* Übungsaufgaben
a - Fasse den Textauszug über die Martini-Ausstellung in zwei Sätzen zusammen.
b - Suche bitte aus den Datensätzen jede Zeile heraus, die die Zeichenfolge „blue“ enthält, und gib sie unverändert wieder.

===== Textauszug =====

Martini-Jahr 2016: Vom Sohn Freystadts zum berühmten Bürger Europas

© F.: Archiv

Dem Zusammentragen und Erforschen der Lebens- und Geschichtsdaten folgte das Umsetzen, und da haben der Freystädter Kulturreferentin der Designer Michael Meinhardt und Monika Dreykorn zur Seite gestanden, die die Texte bearbeitete und die Titel formulierte.

Gut zweieinhalb Monate dauerte es, sagt Meinhardt, bis die 22 Tafeln reisefertig waren. Am Computer stellte er die Inhalte der Tafeln, also Bilder, Texte und mehr, zusammen. Diese Seiten druckte er auf eine dünne, selbstklebende Folie, die von einer Maschine auf die Sandwiches, wie die großen Stelltafeln heißen, aufgebracht wurden. Die Rückseiten der Stelltafeln sind schwarz, was es möglich macht, sie auch gegeneinander zu stellen - der Blick verliert sich im Ungefähren.

Die Tafeln selbst sind in Pastelltönen gehalten, die sich gut in die zurückhaltenden Farben des Refektoriums einfügt. Die Front wurde zuletzt noch mit einer Schutzschicht versehen, die auch dazu führt, dass sie kein Licht reflektiert, also gut zu lesen ist. Und es gibt vieles, was gelesen werden muss, wohl aufbereitete Inhalte warten.

Heimat schaffen

Und diese Inhalte machen die Ausstellung auch so ungemein sehenswert: Es ist nicht die bloße Huldigung eines in Freystadt geborenen und später europaweit erfolgreichen Künstlers. Sondern sie besinnt sich auf ihre Wurzeln, stellt Zusammenhänge her, erklärt, zeigt, was lokal, national oder europäische Geschichte war und wie diese den Einzelnen beeinflusste. Identität, Heimat schaffen lässt sich so, sagt die Kulturreferentin, was musste alles erkämpft werden von den Völkern, um in einem Europa wie heute leben zu können. Dabei führt der Weg Martinis vom Lokalen ins Nationale und Europäische und wieder zurück. Unbedingt anschauen, unser Tipp.

===== Eingabedaten =====

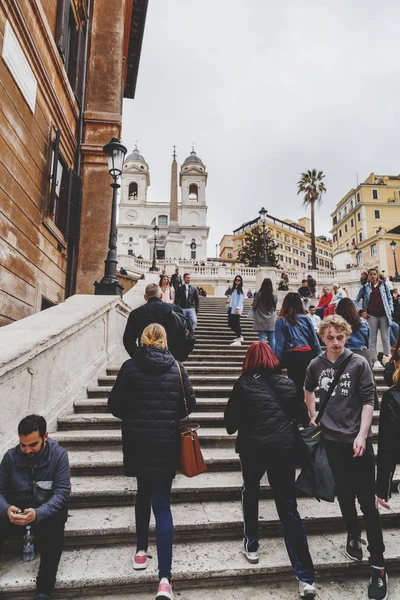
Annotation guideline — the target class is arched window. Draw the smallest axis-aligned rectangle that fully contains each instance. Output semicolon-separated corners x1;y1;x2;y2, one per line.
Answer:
189;183;199;200
129;181;138;198
151;215;168;227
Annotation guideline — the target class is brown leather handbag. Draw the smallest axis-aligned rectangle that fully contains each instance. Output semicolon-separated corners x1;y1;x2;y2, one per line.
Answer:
176;361;207;477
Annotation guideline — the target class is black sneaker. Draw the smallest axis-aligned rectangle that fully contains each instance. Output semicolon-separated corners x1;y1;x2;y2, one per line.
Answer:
368;567;388;600
346;533;362;560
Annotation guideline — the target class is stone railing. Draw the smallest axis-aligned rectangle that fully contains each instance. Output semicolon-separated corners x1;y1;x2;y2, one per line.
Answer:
0;280;152;456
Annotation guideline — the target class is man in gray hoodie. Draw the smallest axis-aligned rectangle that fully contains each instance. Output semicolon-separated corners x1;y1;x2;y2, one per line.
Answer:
0;415;71;600
305;315;387;600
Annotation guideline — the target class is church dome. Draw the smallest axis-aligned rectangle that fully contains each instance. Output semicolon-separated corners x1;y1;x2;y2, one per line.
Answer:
183;150;204;165
125;146;146;163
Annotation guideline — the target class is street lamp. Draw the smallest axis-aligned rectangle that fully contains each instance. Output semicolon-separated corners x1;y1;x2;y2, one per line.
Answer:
94;138;127;296
258;207;271;267
390;240;400;281
149;225;159;273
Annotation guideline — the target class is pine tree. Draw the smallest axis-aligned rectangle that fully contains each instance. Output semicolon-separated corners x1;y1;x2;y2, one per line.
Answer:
238;225;279;268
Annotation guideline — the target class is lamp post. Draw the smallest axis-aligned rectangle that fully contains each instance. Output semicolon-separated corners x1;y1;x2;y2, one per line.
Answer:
390;240;400;281
94;138;127;296
258;207;271;267
149;225;159;273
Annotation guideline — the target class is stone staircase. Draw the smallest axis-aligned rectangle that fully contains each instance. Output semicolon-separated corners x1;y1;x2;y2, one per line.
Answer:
0;298;400;600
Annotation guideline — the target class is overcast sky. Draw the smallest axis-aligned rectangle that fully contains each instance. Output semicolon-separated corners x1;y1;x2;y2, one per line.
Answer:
123;0;400;256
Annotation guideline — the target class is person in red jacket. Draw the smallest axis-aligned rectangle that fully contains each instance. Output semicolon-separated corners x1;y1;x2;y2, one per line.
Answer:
315;287;332;319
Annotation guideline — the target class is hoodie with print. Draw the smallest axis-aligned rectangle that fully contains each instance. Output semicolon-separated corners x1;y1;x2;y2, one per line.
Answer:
304;349;375;443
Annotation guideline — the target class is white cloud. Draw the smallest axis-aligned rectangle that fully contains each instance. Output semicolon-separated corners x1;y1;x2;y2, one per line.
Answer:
123;0;400;251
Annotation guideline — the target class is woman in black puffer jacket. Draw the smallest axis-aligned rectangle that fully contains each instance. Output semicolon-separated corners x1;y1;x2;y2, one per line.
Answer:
225;342;316;598
108;323;196;599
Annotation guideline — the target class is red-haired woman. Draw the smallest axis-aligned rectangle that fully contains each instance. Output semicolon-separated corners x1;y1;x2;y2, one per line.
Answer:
225;342;316;598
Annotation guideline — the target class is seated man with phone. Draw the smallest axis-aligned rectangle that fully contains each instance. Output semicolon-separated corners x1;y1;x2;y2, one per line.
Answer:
0;415;71;600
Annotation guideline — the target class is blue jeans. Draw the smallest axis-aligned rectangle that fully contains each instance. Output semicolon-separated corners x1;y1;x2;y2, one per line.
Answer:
390;321;399;346
182;308;197;331
240;450;315;583
258;331;275;352
135;477;174;580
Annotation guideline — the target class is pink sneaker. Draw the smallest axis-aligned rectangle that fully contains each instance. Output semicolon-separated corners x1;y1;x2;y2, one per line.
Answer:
132;550;147;571
156;577;174;600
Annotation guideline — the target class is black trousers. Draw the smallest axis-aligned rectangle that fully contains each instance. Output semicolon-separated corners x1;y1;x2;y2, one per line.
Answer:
240;450;315;583
0;509;67;595
324;438;385;567
284;350;315;427
228;312;242;337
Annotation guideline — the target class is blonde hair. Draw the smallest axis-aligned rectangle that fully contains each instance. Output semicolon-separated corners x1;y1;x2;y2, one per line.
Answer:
140;323;167;349
318;315;351;337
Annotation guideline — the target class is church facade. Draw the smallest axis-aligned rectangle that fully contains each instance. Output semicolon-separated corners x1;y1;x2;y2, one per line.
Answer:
118;148;209;260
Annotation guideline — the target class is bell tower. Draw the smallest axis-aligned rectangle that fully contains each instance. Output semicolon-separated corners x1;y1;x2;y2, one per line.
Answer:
179;148;208;207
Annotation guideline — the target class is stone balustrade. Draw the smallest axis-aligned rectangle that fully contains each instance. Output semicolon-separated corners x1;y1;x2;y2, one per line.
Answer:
0;277;151;456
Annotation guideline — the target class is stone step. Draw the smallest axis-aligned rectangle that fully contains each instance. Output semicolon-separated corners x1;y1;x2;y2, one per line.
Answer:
56;570;400;600
0;529;400;600
69;445;240;476
51;427;235;451
58;407;379;437
47;457;400;508
87;384;387;398
49;494;400;547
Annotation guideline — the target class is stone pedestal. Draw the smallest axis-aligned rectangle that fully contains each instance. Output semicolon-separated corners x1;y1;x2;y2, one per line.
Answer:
255;267;278;292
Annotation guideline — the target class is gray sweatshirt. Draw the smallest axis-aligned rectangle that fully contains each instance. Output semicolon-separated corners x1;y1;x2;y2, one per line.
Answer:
304;349;375;443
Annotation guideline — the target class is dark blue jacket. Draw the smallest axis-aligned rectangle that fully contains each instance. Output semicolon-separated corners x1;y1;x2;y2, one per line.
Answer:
275;315;322;362
0;438;71;522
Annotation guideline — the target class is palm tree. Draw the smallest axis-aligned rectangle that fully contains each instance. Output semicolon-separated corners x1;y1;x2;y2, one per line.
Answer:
297;169;326;269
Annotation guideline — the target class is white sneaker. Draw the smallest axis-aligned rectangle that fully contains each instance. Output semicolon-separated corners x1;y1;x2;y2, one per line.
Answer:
299;581;317;598
242;548;260;565
156;577;174;600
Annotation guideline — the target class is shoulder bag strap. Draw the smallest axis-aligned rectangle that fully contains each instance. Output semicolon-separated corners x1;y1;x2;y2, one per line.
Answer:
175;360;190;421
315;353;353;423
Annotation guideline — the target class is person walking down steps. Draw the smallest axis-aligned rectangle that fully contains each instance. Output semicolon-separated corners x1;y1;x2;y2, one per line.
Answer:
228;275;244;346
252;277;278;350
224;342;316;598
108;323;196;600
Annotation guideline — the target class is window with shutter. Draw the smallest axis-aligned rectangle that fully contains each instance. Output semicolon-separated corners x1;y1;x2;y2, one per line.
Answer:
56;0;71;64
67;169;82;241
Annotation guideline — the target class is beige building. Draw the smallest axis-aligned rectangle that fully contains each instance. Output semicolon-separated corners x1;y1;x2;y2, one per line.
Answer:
230;214;333;271
331;173;400;275
219;234;233;262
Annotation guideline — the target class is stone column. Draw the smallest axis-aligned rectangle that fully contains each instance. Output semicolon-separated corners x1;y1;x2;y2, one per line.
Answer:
76;0;126;294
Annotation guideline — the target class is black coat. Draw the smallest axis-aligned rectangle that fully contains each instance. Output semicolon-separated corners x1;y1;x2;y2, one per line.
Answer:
175;284;199;313
224;375;296;456
108;346;196;479
123;297;182;357
377;384;400;500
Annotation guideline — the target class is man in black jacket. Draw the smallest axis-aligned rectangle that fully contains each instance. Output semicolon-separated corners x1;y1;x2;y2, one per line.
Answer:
175;273;199;331
123;283;183;360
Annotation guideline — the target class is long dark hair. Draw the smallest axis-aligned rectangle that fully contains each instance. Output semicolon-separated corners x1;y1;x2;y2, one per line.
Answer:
279;292;305;325
254;277;276;312
335;298;362;332
232;275;243;294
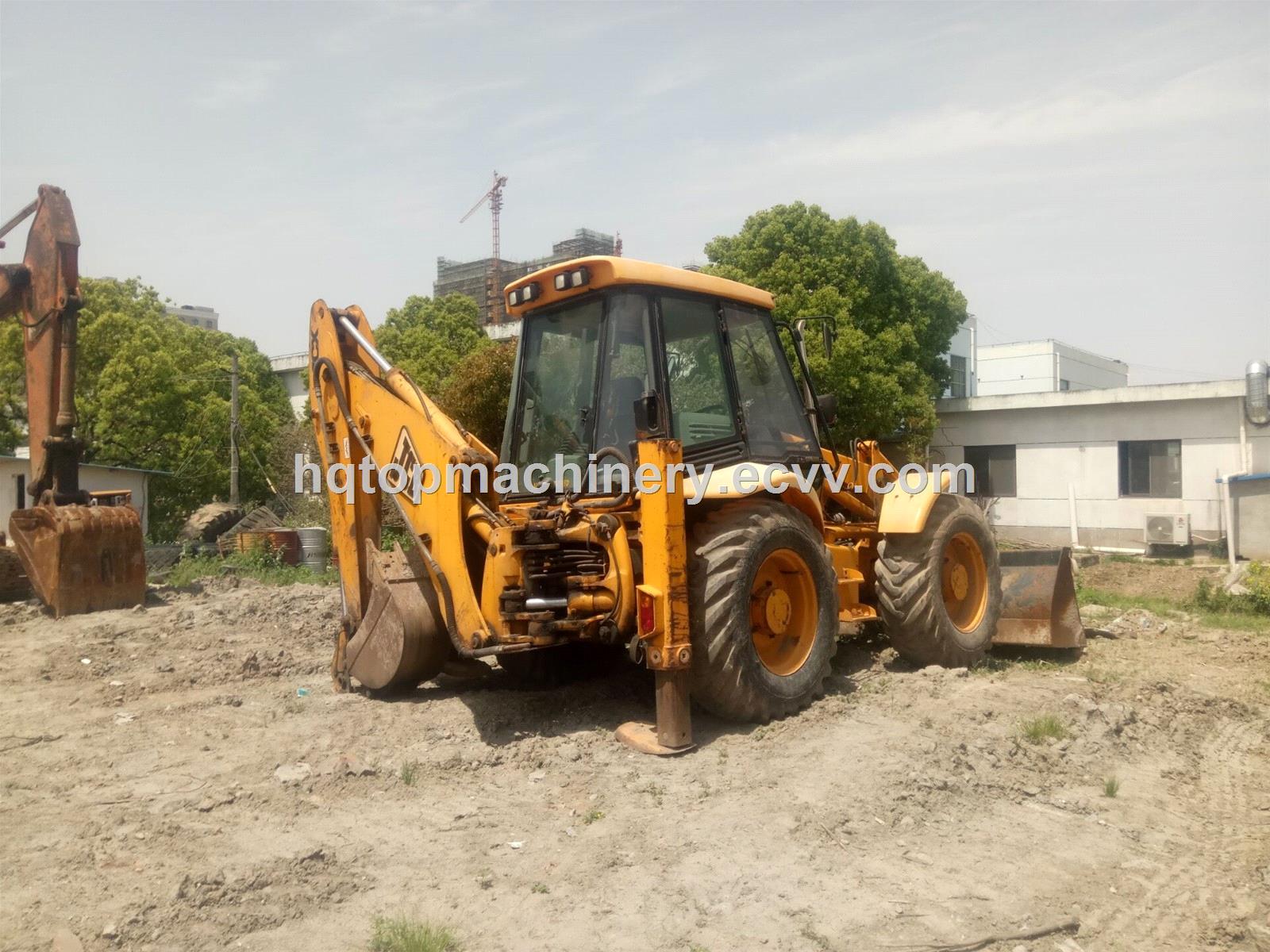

=====

* Lösungen zur Übung
a - Der Designer Michael Meinhardt und Monika Dreykorn unterstützten die Freystädter Kulturreferentin bei der Umsetzung der Ausstellung, deren 22 Tafeln in gut zweieinhalb Monaten fertig wurden, wobei Meinhardt die Inhalte auf eine selbstklebende Folie druckte, die auf große Stelltafeln aufgebracht wurde. Die Ausstellung ist mehr als die bloße Huldigung eines in Freystadt geborenen und europaweit erfolgreichen Künstlers, denn sie stellt Zusammenhänge her und zeigt, was lokale, nationale oder europäische Geschichte war und wie diese den Einzelnen beeinflusste.

b -
Annotation guideline — the target class is blue jeans. Draw the smallest axis-aligned rectangle that fully contains each instance. Output semicolon-separated corners x1;y1;x2;y2, one per line.
Annotation guideline — the target class is dark blue jacket. Draw the smallest axis-aligned rectangle that fully contains each instance. Output semicolon-separated corners x1;y1;x2;y2, one per line.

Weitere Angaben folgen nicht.